* Reading passage *
BEGIN
GENEVA (Reuters) - A U.N. human rights watchdog called on Saudi Arabia on Thursday to immediately halt its deadly air strikes against civilian targets in Yemen and to prosecute officials responsible for child casualties due to unlawful attacks.
The censure by the U.N. Committee on the Rights of the Child coincided with international concern at the disappearance of Saudi journalist Jamal Khashoggi, a critic of Riyadh’s military role in Yemen, at the Saudi consulate in Istanbul on Oct 2.
Pressure has mounted on Saudi Arabia, including from allies, to do more to limit civilian casualties in a 3-1/2 year civil war that has killed more than 10,000 people and pushed Yemen to the brink of famine.
Riyadh leads a Western-backed coalition of Arab states supporting the Yemeni government in fighting against the Iran-allied Houthi movement that controls Yemen’s capital. Britain and the United States are among countries supplying the coalition with weapons and military intelligence.
END
* Prompt 1 *
Duplicate the listing exactly, from its start through the line containing "rough mask: <svg", and leave out the picture.
The Yemen report and the listing come from unrelated sources.

* Excerpted records *
BEGIN
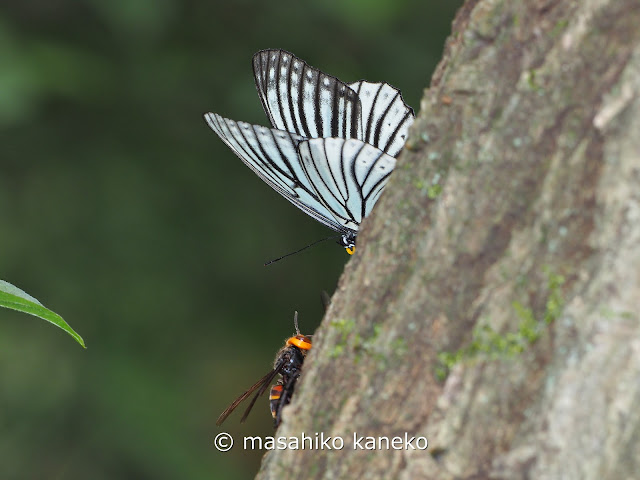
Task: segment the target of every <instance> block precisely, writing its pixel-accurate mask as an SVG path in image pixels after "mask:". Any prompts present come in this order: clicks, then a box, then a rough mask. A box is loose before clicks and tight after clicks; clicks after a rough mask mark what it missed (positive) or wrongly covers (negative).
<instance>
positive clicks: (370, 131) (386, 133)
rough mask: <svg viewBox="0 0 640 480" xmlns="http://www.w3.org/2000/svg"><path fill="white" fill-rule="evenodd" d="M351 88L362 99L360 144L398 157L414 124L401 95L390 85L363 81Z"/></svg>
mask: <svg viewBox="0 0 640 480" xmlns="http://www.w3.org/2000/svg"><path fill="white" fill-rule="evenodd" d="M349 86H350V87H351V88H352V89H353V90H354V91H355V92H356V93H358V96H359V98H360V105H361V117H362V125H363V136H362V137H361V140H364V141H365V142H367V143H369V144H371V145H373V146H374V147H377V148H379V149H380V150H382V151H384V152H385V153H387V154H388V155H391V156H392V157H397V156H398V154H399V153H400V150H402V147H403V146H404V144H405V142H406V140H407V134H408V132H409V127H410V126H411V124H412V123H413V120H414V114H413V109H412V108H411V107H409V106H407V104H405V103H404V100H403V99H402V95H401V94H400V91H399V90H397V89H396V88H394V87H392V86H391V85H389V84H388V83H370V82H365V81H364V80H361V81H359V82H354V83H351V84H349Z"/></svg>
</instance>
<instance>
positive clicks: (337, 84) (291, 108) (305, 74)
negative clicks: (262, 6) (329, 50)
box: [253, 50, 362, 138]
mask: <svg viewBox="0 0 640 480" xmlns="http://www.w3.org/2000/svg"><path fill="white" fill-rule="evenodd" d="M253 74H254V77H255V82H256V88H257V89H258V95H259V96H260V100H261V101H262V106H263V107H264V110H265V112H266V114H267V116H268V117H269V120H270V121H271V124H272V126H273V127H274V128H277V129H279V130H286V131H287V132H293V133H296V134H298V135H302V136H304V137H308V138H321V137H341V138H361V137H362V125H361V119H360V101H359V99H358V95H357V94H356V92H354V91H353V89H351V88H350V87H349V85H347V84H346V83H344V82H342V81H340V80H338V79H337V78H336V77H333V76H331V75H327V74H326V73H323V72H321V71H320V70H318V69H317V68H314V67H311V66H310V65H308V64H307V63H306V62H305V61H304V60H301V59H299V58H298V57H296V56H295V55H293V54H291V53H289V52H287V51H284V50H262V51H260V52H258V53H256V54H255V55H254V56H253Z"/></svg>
END
* Prompt 2 *
Rewrite the stretch of the Yemen report from "Pressure has mounted" through "and military intelligence.", changing "Britain" to "France".

* Task output 1 *
Task: segment the target of every <instance> block precisely, writing its pixel-accurate mask as an SVG path in image pixels after "mask:". Any prompts present come in this order: clicks, then a box, then a rough mask. A box is loose before clicks and tight after clicks; clicks after a rough mask mark what it missed (positive) or wrongly covers (negative).
<instance>
positive clicks: (370, 131) (386, 133)
rough mask: <svg viewBox="0 0 640 480" xmlns="http://www.w3.org/2000/svg"><path fill="white" fill-rule="evenodd" d="M351 88L362 99L360 144L398 157L414 124L401 95L390 85L363 81Z"/></svg>

* Task output 2 *
Pressure has mounted on Saudi Arabia, including from allies, to do more to limit civilian casualties in a 3-1/2 year civil war that has killed more than 10,000 people and pushed Yemen to the brink of famine.
Riyadh leads a Western-backed coalition of Arab states supporting the Yemeni government in fighting against the Iran-allied Houthi movement that controls Yemen’s capital. France and the United States are among countries supplying the coalition with weapons and military intelligence.